▶ [What to work on] Repeat the listing below verbatim, starting with the line that contains "for brown horse." and continuing down to its final line, both included.
** begin Available records **
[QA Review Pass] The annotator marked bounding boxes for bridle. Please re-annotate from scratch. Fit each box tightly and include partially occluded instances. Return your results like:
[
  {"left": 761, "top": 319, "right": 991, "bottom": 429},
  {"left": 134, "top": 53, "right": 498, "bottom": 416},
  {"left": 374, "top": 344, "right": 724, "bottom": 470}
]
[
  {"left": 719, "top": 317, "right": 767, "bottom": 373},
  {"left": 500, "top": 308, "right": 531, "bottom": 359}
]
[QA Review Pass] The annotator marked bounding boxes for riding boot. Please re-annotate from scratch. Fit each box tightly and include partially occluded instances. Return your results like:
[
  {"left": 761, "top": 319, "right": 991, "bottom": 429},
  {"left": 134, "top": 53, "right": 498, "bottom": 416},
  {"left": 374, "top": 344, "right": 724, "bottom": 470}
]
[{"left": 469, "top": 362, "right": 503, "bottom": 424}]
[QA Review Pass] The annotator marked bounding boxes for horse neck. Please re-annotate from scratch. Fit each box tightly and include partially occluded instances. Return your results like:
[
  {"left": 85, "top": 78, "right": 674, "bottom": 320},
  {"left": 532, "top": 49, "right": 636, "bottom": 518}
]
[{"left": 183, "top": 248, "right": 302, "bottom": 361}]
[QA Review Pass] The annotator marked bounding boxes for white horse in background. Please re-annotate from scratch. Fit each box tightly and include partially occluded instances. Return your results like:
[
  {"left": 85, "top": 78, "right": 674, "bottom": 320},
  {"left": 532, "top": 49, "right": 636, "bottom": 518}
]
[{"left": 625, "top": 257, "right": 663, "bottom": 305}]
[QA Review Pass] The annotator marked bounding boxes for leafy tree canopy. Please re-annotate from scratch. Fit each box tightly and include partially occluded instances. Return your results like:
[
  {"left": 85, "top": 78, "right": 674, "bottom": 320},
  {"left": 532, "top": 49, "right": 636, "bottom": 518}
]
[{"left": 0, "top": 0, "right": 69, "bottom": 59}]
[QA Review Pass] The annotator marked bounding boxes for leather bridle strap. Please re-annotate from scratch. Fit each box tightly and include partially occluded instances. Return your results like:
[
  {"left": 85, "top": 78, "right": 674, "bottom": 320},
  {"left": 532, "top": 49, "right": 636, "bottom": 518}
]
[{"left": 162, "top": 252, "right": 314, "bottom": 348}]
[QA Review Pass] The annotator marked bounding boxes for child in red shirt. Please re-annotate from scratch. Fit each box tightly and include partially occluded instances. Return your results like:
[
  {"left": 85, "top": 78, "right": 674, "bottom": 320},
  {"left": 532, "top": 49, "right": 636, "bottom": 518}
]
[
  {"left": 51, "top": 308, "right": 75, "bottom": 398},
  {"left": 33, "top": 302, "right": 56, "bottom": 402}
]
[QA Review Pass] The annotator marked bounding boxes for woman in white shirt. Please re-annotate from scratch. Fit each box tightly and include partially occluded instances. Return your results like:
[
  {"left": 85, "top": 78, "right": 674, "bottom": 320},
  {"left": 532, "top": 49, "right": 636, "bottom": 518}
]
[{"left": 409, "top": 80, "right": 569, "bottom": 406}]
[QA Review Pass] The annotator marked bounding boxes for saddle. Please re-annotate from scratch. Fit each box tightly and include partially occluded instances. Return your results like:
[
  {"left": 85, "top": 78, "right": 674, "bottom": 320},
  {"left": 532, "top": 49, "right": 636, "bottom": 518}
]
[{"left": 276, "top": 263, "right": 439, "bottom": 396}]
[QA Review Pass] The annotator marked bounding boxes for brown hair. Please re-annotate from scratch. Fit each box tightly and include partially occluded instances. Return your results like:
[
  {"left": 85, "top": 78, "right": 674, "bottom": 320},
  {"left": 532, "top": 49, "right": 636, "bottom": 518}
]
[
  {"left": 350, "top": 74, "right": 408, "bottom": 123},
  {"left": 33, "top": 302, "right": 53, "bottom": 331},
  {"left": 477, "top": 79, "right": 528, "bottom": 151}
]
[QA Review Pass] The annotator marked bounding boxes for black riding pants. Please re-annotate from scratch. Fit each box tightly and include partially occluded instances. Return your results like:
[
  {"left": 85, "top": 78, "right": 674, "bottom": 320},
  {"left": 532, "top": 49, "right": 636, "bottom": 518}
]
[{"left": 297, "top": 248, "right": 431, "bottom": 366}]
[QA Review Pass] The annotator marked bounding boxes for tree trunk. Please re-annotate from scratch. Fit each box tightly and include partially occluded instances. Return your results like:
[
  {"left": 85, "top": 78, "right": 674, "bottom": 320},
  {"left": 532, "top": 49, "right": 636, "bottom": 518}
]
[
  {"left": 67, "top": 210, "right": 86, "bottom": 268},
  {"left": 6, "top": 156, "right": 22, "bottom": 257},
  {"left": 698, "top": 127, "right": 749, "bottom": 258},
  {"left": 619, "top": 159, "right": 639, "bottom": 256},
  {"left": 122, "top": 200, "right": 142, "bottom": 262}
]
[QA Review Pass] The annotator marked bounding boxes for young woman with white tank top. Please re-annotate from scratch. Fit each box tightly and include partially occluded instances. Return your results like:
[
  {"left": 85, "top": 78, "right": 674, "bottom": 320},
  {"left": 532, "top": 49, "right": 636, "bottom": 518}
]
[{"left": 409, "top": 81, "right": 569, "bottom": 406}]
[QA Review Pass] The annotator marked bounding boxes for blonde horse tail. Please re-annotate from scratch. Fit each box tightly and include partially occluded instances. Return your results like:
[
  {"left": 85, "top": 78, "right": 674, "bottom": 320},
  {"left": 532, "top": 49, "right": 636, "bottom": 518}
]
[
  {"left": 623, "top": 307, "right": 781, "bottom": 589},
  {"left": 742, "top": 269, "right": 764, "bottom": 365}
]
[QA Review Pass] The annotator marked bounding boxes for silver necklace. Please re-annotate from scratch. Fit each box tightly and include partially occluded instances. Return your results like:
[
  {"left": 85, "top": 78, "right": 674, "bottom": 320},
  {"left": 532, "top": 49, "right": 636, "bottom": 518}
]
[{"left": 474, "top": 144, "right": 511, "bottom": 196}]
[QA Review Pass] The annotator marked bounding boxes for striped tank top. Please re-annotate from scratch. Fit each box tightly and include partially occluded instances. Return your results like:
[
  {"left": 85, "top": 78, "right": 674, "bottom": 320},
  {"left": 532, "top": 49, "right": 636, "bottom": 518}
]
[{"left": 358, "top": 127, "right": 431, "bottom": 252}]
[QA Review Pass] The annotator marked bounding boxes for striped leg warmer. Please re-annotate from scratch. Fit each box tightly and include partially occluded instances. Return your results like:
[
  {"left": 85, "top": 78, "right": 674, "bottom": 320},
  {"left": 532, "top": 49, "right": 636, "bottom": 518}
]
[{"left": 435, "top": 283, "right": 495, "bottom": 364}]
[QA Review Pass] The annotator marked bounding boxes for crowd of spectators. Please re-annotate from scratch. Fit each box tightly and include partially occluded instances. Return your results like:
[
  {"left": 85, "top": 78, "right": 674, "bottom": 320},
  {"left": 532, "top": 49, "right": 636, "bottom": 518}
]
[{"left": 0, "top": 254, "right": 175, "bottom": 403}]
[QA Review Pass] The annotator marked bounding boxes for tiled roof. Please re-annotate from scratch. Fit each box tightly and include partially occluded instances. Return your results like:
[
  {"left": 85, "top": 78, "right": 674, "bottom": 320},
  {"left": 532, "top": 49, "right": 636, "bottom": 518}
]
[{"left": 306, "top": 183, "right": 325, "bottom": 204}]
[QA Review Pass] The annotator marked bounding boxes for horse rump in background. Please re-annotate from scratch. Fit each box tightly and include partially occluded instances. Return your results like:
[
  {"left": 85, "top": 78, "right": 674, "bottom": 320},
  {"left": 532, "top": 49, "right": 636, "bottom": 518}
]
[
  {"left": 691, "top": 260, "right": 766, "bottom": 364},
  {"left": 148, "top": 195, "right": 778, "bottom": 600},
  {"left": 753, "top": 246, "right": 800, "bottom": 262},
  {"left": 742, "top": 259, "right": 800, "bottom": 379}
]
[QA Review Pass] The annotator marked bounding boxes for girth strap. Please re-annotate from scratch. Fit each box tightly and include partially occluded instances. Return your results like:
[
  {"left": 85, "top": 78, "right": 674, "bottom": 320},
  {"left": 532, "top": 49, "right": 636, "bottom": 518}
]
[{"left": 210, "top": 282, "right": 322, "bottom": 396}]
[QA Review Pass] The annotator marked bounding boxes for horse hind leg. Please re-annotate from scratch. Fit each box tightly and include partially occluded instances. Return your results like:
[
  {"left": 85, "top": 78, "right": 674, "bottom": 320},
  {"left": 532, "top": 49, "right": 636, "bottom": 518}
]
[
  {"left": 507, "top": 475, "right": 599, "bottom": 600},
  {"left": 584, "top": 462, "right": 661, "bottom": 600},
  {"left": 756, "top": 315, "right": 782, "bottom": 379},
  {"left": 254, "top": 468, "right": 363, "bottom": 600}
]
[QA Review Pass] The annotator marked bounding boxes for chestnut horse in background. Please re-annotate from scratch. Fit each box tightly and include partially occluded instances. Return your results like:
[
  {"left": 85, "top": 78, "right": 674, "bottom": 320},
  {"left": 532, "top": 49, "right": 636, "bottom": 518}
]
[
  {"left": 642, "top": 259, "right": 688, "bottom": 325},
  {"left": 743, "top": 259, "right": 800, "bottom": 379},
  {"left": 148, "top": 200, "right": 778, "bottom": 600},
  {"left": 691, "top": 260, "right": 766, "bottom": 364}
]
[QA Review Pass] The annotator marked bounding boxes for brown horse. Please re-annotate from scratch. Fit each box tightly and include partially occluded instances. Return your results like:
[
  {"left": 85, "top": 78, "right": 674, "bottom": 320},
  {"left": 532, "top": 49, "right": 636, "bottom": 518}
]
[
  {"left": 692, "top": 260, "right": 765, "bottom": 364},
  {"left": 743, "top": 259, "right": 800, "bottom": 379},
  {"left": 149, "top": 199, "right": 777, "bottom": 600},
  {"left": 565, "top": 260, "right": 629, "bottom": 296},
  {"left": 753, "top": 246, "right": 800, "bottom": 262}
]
** end Available records **
▶ [Result of the exercise]
[QA Review Pass] The annotator marked bounding boxes for brown horse. Please re-annotate from scratch. Fit each box tightly and include partially occluded instances. Return your results like:
[
  {"left": 85, "top": 78, "right": 674, "bottom": 320},
  {"left": 532, "top": 49, "right": 636, "bottom": 518}
]
[
  {"left": 692, "top": 260, "right": 765, "bottom": 364},
  {"left": 743, "top": 259, "right": 800, "bottom": 379},
  {"left": 149, "top": 199, "right": 777, "bottom": 600},
  {"left": 565, "top": 260, "right": 629, "bottom": 296},
  {"left": 753, "top": 246, "right": 800, "bottom": 262}
]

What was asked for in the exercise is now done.